> RECORDS SHOWN

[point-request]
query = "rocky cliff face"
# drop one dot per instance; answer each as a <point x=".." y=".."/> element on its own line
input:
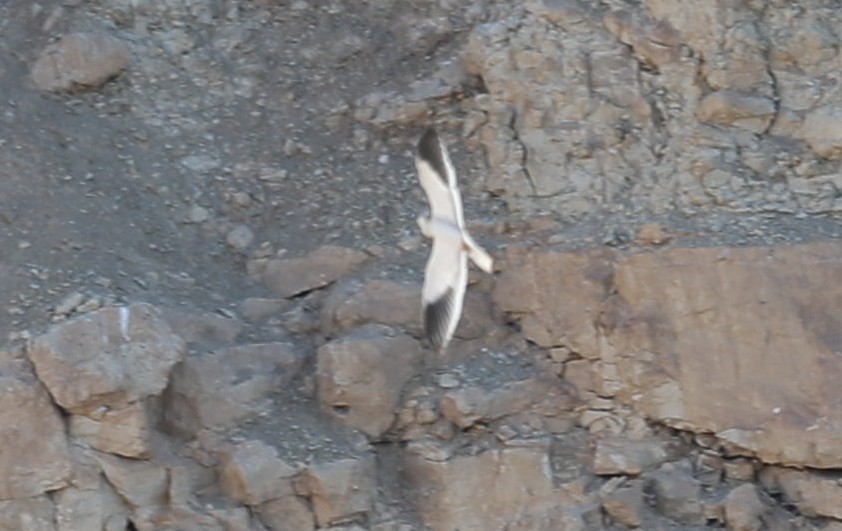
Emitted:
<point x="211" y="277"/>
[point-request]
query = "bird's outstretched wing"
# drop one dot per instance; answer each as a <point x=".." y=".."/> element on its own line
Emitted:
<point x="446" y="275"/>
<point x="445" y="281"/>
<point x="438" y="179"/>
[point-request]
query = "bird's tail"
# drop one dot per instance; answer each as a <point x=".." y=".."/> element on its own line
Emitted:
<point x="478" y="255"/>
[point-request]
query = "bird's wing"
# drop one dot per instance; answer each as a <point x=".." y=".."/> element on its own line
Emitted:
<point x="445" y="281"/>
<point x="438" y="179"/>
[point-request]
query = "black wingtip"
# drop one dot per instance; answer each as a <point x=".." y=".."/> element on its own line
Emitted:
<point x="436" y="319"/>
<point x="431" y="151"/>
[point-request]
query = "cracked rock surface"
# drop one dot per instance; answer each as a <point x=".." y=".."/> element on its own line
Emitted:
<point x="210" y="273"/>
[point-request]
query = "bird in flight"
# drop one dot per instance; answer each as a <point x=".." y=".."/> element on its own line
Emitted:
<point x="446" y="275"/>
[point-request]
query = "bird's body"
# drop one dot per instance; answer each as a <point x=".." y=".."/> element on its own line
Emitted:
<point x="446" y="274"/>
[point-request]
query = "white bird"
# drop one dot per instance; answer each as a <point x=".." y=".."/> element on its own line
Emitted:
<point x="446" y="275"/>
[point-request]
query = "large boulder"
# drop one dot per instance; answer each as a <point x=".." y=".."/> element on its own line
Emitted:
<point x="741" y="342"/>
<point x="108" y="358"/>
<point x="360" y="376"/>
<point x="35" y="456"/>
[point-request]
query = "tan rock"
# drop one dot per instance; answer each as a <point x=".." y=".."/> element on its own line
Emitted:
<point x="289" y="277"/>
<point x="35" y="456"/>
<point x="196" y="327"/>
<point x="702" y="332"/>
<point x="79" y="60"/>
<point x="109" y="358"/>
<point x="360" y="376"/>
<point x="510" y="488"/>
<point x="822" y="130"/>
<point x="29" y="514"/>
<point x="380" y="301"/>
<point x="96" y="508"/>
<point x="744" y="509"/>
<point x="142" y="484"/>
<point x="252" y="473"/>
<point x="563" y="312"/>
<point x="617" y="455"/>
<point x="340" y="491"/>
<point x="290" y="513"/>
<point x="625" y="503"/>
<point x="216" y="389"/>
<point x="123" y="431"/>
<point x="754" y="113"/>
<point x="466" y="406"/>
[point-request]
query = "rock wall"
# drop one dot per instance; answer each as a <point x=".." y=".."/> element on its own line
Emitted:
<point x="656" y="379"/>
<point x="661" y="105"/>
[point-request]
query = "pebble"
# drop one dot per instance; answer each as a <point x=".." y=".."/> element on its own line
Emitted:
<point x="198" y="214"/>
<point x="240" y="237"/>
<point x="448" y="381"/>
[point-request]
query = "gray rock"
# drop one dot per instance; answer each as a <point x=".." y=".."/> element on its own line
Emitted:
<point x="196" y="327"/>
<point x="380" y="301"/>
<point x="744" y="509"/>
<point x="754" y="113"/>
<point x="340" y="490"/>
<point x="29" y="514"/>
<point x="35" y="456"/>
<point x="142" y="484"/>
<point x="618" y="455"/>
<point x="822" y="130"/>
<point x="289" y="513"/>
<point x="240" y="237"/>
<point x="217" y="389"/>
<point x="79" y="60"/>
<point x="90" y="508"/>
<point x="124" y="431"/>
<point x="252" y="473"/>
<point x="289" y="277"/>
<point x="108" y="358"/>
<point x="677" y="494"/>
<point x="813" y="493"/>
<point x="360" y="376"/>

> WRITTEN INSTRUCTION
Return each line of the material above that contains the string "bird", copying every such line in full.

> OUTPUT FOR THIS EXERCISE
query = "bird's outstretched wing"
query = "bird's tail"
query = "bird's wing"
query = "bird in flight"
query = "bird's body"
query = "white bird"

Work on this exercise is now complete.